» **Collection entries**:

#####

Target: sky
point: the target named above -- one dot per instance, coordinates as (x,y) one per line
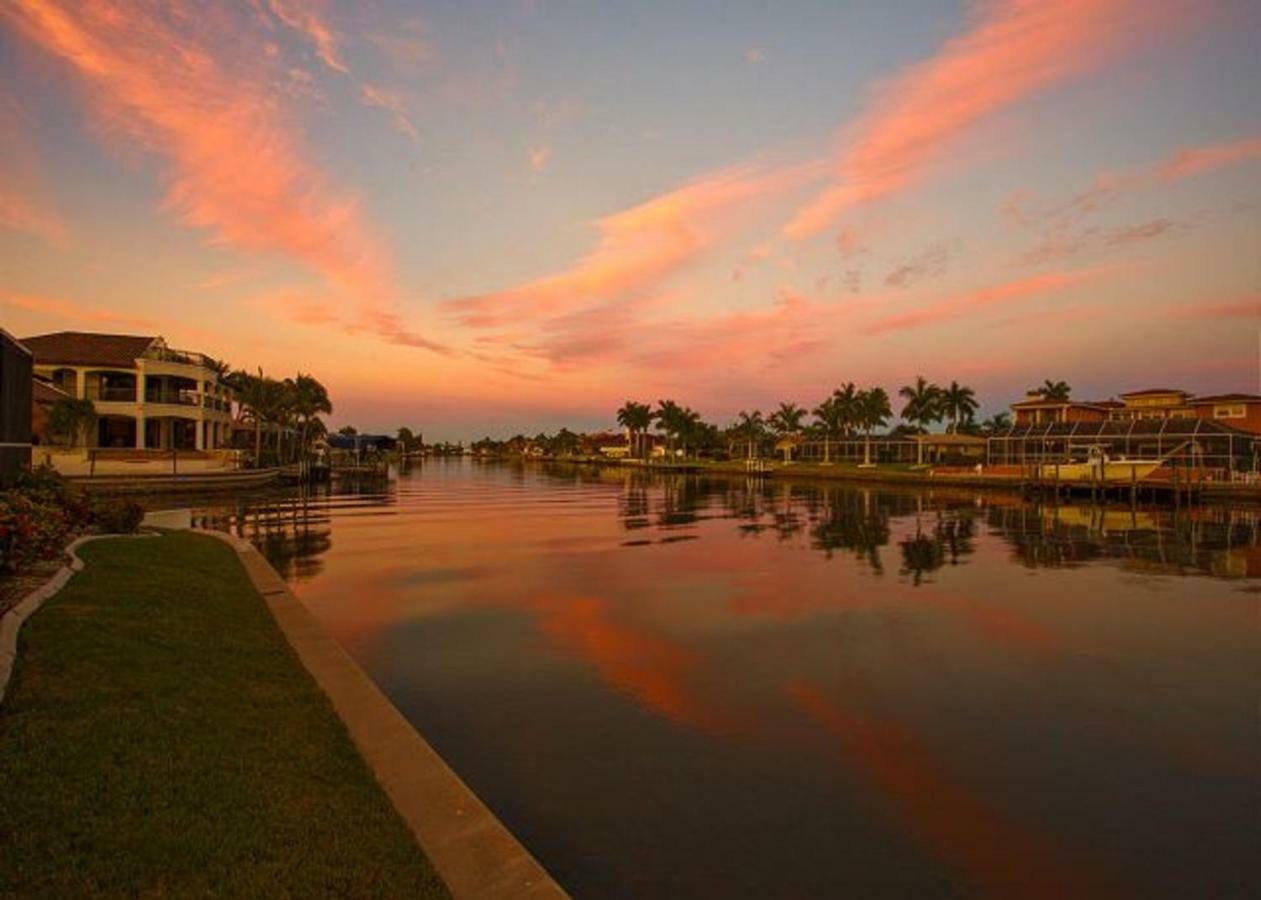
(494,217)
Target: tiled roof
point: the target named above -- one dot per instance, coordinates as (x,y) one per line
(85,348)
(1043,401)
(46,392)
(1151,391)
(1228,398)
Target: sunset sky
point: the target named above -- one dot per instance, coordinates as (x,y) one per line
(491,217)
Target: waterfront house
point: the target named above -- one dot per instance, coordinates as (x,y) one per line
(1037,409)
(1154,403)
(43,397)
(15,407)
(1240,411)
(146,395)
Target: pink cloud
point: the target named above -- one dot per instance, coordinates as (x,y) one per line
(23,206)
(1245,306)
(1016,49)
(71,311)
(638,247)
(155,77)
(1207,158)
(539,158)
(1111,185)
(976,300)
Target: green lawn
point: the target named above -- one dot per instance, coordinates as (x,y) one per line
(162,739)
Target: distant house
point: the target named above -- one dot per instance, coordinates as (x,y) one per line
(1037,409)
(146,395)
(1151,403)
(608,444)
(43,397)
(15,407)
(362,443)
(1240,411)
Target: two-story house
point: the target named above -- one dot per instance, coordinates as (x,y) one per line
(146,395)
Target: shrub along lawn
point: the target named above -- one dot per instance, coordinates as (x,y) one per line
(162,739)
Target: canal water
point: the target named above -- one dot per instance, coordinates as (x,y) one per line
(679,686)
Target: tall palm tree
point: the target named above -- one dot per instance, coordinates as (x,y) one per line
(999,421)
(848,406)
(749,426)
(251,396)
(636,419)
(69,420)
(827,416)
(922,409)
(873,412)
(670,420)
(958,403)
(787,421)
(308,398)
(1054,390)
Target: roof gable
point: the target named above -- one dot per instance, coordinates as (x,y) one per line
(87,348)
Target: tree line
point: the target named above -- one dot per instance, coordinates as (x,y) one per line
(849,412)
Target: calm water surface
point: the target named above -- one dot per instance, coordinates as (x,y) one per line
(699,687)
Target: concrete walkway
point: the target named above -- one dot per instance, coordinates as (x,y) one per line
(469,847)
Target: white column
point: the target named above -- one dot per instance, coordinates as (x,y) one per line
(140,405)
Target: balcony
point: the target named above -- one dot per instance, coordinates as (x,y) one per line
(177,397)
(114,395)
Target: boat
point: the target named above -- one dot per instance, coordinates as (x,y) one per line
(1100,468)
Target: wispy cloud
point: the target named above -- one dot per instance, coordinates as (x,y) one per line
(23,206)
(1245,306)
(235,165)
(638,247)
(1015,49)
(307,18)
(539,158)
(392,102)
(1063,242)
(974,301)
(928,264)
(1207,158)
(1109,187)
(69,311)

#####

» **Brief**: The data above must be reproduced exactly, without any of its pictures.

» **Completed exercise**:
Target: sky
point: the target named above -- one dot per instance, coordinates as (x,y) one per line
(494,217)
Target: tiled roof
point: the target named above -- one dot per instance, coordinates as (x,y) one per line
(85,348)
(1043,401)
(46,392)
(1151,391)
(1228,398)
Target: sunset sky
point: the target named above -- one dot per instance, coordinates as (x,y) one per line
(491,217)
Target: waterfront house
point: the target named above -- one dot per instance, coordinates as (x,y) one per line
(1037,409)
(1154,403)
(43,397)
(15,407)
(1240,411)
(146,395)
Target: pink cloud
point: the target named above -- one dot per instance, coordinates as (x,y) one per line
(23,206)
(1245,306)
(1016,49)
(71,311)
(638,247)
(155,77)
(1207,158)
(539,158)
(1111,185)
(976,300)
Target: green lawn
point: the target named above -- one dot per instance, coordinates as (x,y) one per line
(162,739)
Target: distant house
point: the target named above -- one dot per instance, coordinates as (x,y) one per line
(1037,409)
(146,395)
(1151,403)
(608,444)
(43,397)
(15,407)
(362,443)
(1240,411)
Target: two-story house
point: the target named above -- one dot per instance, coordinates as (x,y) one per line
(146,395)
Target: shrub along lawn
point: the target named above -- one dot per instance, coordinates as (x,y) one per line
(162,739)
Target: canal water
point: the target named above -- one dot per instance, coordinates as (x,y) one per line
(679,686)
Target: tall palm tree
point: the target named above -- one dot per instance, coordinates as (x,y) one per line
(999,421)
(848,406)
(749,426)
(251,396)
(636,419)
(69,420)
(827,416)
(922,409)
(873,412)
(670,420)
(958,403)
(787,421)
(308,398)
(1054,390)
Target: roof gable
point: the target named above -- one dot per instance, coordinates as (x,y) one per line
(87,348)
Target: tree line
point: the target named above -- one dot per instance, coordinates as (x,y) one per line
(849,412)
Target: calm water surface
point: the target named above -- one dot per instance, coordinates as (x,y) one per line
(699,687)
Target: concrete walkway
point: the target named above -- one dot per instance, coordinates as (x,y) one per line
(469,847)
Target: white column
point: the target named above -- one dot per instance, coordinates as (x,y) one per line
(140,405)
Target: balcony
point: the target named above -- one dot per instance, coordinates as (x,y) one per line
(177,397)
(114,395)
Target: boat
point: the target named above -- one dot per instance, coordinates as (x,y) one per line
(1100,468)
Target: wispy cloud
point: the target named above -- one dot per instance, coordinates as (x,y) one per line
(23,206)
(1245,306)
(235,165)
(638,247)
(1015,49)
(307,18)
(539,158)
(392,102)
(1063,242)
(974,301)
(928,264)
(1207,158)
(1109,187)
(69,311)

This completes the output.